» Problem to solve
Copy out every row below, substituting "uneven count" for each "odd number" and keeping everything else identical.

» Rows
------------------------------

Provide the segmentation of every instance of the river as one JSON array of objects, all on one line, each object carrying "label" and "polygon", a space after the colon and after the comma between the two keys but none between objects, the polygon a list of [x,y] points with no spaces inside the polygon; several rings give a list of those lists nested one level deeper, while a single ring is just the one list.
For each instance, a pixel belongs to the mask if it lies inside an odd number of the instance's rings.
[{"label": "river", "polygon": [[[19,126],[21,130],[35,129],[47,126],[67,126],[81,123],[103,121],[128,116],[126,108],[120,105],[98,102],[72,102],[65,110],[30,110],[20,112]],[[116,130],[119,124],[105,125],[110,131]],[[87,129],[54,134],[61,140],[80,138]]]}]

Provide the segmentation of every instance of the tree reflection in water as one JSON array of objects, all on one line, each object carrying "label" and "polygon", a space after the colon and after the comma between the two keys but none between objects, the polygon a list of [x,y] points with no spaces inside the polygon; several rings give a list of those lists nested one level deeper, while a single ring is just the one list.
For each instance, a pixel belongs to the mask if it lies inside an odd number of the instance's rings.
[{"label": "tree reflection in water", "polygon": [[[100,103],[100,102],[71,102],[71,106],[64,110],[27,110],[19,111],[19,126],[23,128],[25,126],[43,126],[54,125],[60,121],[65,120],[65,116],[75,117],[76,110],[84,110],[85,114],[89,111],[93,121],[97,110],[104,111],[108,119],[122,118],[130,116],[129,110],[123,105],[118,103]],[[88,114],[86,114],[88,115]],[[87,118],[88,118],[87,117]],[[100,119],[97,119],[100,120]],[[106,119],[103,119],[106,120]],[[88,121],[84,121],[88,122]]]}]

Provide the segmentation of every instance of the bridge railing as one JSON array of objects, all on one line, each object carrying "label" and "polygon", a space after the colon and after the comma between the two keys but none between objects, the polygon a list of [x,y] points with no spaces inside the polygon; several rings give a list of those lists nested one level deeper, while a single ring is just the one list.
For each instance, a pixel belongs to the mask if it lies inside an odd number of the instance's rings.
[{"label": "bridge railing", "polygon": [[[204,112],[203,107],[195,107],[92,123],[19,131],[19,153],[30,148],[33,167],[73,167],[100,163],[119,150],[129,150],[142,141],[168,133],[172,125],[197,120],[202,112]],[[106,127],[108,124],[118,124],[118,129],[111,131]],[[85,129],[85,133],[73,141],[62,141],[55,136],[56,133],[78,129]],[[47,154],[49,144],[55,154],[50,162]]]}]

------------------------------

» Output for this exercise
Provide the segmentation of every instance of the river as one JSON array of objects, all on one line, each object carrying "label" and "polygon", a space after the colon and after the comma between the two keys but none between objects, the polygon a list of [x,y] points with no spaces inside the polygon; several rings give a list of those lists nested one level deeper, while a single ring is just the one list.
For each instance, a pixel belongs to the mask if it lies inside an uneven count of the instance's rings.
[{"label": "river", "polygon": [[[19,126],[21,130],[35,129],[47,126],[67,126],[81,123],[103,121],[128,116],[126,108],[120,105],[98,102],[72,102],[65,110],[30,110],[20,112]],[[116,130],[119,124],[105,125],[110,131]],[[87,129],[54,134],[61,140],[80,138]]]}]

Provide the segmentation of every instance of the tree reflection in water as one JSON array of objects, all on one line, each object carrying "label" and "polygon", a space after the colon and after the comma between the two keys but none between objects, the polygon a list of [x,y] points with no spaces inside the polygon; several rings give a list of those lists nested one level deeper, while a single ring is just the one list.
For each instance, a pixel belongs to the mask if it lies inside an uneven count of the instance's rings.
[{"label": "tree reflection in water", "polygon": [[[100,103],[100,102],[71,102],[71,106],[64,110],[27,110],[19,111],[19,126],[23,128],[25,126],[43,126],[54,125],[60,121],[65,120],[65,116],[75,117],[76,110],[84,110],[85,114],[89,111],[93,121],[97,110],[104,111],[108,119],[122,118],[130,116],[129,110],[123,105],[118,103]],[[88,114],[86,114],[88,115]],[[87,118],[88,118],[87,117]],[[100,119],[97,119],[100,120]],[[106,119],[103,119],[106,120]],[[88,121],[84,121],[88,122]]]}]

Provide the segmentation of every instance of the bridge railing as one JSON array of objects, all on one line, each object carrying "label" and "polygon", a space after the colon and after the comma between the two keys but none between objects, the polygon a list of [x,y] points with no spaces inside the polygon; several rings give a list of those lists nested one level deeper, while a single ring is just the one list.
For each instance, a pixel belongs to the mask if it lies inside an uneven count of the instance's rings.
[{"label": "bridge railing", "polygon": [[[204,112],[203,107],[195,107],[92,123],[19,131],[19,153],[30,148],[33,167],[73,167],[100,163],[119,150],[129,150],[142,141],[168,133],[172,125],[197,120],[202,112]],[[106,127],[108,124],[118,124],[118,129],[111,131]],[[85,129],[85,133],[73,141],[62,141],[55,136],[56,133],[78,129]],[[47,154],[49,144],[55,154],[50,162]]]}]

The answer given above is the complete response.